- _Excerpts from a point labeling dataset_
+---+

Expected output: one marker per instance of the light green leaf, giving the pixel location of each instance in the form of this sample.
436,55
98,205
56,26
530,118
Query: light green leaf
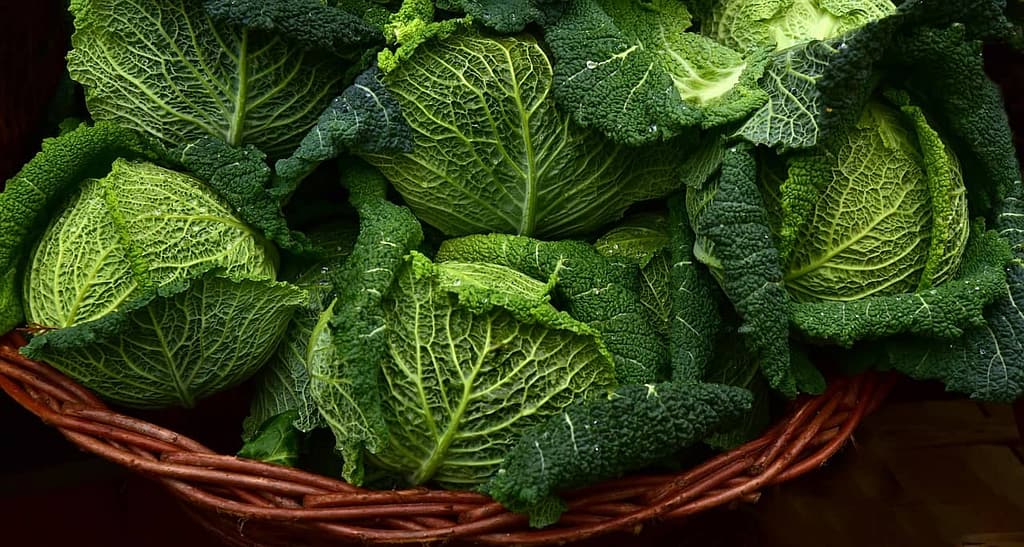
493,154
185,342
167,70
139,227
472,366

+---+

Put every line of the material above into a numbered list, skipping any blank lines. Leave the pictures out of your answer.

- _Result of this task_
1. Expected output: one marker per instance of the light green leaf, giving the pixel location of each instance in the form of this sample.
2. 436,55
3. 98,205
4. 56,26
5. 530,118
6. Query: light green leaf
7. 493,154
8. 185,342
9. 167,70
10. 139,227
11. 472,366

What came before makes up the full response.